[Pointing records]

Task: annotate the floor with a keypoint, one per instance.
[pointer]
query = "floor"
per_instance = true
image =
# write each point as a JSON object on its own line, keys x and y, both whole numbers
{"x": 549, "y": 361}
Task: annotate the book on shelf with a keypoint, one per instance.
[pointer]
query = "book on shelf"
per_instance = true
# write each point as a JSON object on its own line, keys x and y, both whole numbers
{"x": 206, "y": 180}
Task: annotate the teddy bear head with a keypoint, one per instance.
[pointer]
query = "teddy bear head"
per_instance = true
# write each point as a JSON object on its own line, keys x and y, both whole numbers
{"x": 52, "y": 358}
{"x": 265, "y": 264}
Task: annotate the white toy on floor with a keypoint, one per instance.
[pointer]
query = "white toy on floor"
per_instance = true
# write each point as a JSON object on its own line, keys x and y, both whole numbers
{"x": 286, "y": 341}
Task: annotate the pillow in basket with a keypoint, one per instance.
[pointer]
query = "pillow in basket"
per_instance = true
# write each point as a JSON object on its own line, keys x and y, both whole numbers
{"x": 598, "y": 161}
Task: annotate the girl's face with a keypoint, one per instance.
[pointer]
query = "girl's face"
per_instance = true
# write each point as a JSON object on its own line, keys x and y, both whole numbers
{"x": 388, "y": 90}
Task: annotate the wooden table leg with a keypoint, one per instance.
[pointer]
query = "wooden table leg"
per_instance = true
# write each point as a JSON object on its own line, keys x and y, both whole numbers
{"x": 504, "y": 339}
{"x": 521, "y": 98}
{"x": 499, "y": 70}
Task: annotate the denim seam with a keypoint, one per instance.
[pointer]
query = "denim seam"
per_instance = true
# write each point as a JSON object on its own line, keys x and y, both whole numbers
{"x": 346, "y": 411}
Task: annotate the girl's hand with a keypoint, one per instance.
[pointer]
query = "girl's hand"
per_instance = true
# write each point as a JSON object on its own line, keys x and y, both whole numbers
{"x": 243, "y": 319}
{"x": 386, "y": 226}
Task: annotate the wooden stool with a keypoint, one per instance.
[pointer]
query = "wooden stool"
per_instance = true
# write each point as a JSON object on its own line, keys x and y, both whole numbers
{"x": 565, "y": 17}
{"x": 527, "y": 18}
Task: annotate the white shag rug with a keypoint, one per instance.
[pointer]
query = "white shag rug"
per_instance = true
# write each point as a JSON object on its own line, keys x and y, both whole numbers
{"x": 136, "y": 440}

- [Task]: Set all of the entries down again, exactly as they were given.

- [Output for this exercise]:
Task: annotate the floor with a keypoint, one per instance.
[pointer]
query = "floor"
per_instance = true
image =
# write each point as a JSON object on its own line, keys x and y, both whole numbers
{"x": 549, "y": 361}
Task: annotate the book on shelf with a keypoint, one per instance.
[pointer]
query = "book on shelf"
per_instance = true
# write each point as a JSON object on its own line, keys x and y, both whole numbers
{"x": 206, "y": 180}
Task: annotate the teddy bear head with a keypoint, one per instance.
[pointer]
query = "teddy bear head"
per_instance = true
# write each point as a JSON object on its own line, keys x and y, both whole numbers
{"x": 52, "y": 358}
{"x": 265, "y": 264}
Task: annotate the white toy on floor with a keypoint, one per instance.
[pointer]
query = "white toy on floor"
per_instance = true
# write each point as a JSON object on its own line, keys x and y, both whole numbers
{"x": 286, "y": 341}
Task: annotate the pillow in basket with a keypoint, one per instance.
[pointer]
query = "pillow in basket"
per_instance = true
# write each point as a JSON object on its own line, keys x and y, both whole numbers
{"x": 598, "y": 161}
Task: annotate the girl's face with a keypoint, one per instance.
[pointer]
query = "girl's face"
per_instance = true
# write each point as a JSON object on its own line, keys x and y, both whole numbers
{"x": 388, "y": 90}
Task: annotate the wooden table leg with a keypoint, one per instance.
[pointer]
query = "wooden table leg"
per_instance = true
# write each point as a JSON object on its own line, keys x and y, both whole numbers
{"x": 504, "y": 339}
{"x": 521, "y": 98}
{"x": 499, "y": 70}
Task: annotate the denim seam with a keypoint, one per instance.
[pointer]
query = "denim seam"
per_instance = true
# write each point as a JSON object on its own line, keys x and y, both whole numbers
{"x": 346, "y": 411}
Task: annotate the girl's hand with a keypoint, one per instance.
[pointer]
query = "girl's hand"
per_instance = true
# write each point as a JSON object on its own line, keys x and y, both whole numbers
{"x": 243, "y": 319}
{"x": 386, "y": 226}
Task: annotate the wooden stool with a keypoint, one per instance.
[pointer]
query = "wooden stool"
per_instance = true
# write each point as a JSON object on its own line, keys x and y, both whole numbers
{"x": 565, "y": 17}
{"x": 527, "y": 18}
Task: annotate the white shag rug with a keypoint, one per instance.
[pointer]
query = "white shag rug"
per_instance = true
# write each point as a JSON object on its own line, keys x and y, both whole numbers
{"x": 136, "y": 440}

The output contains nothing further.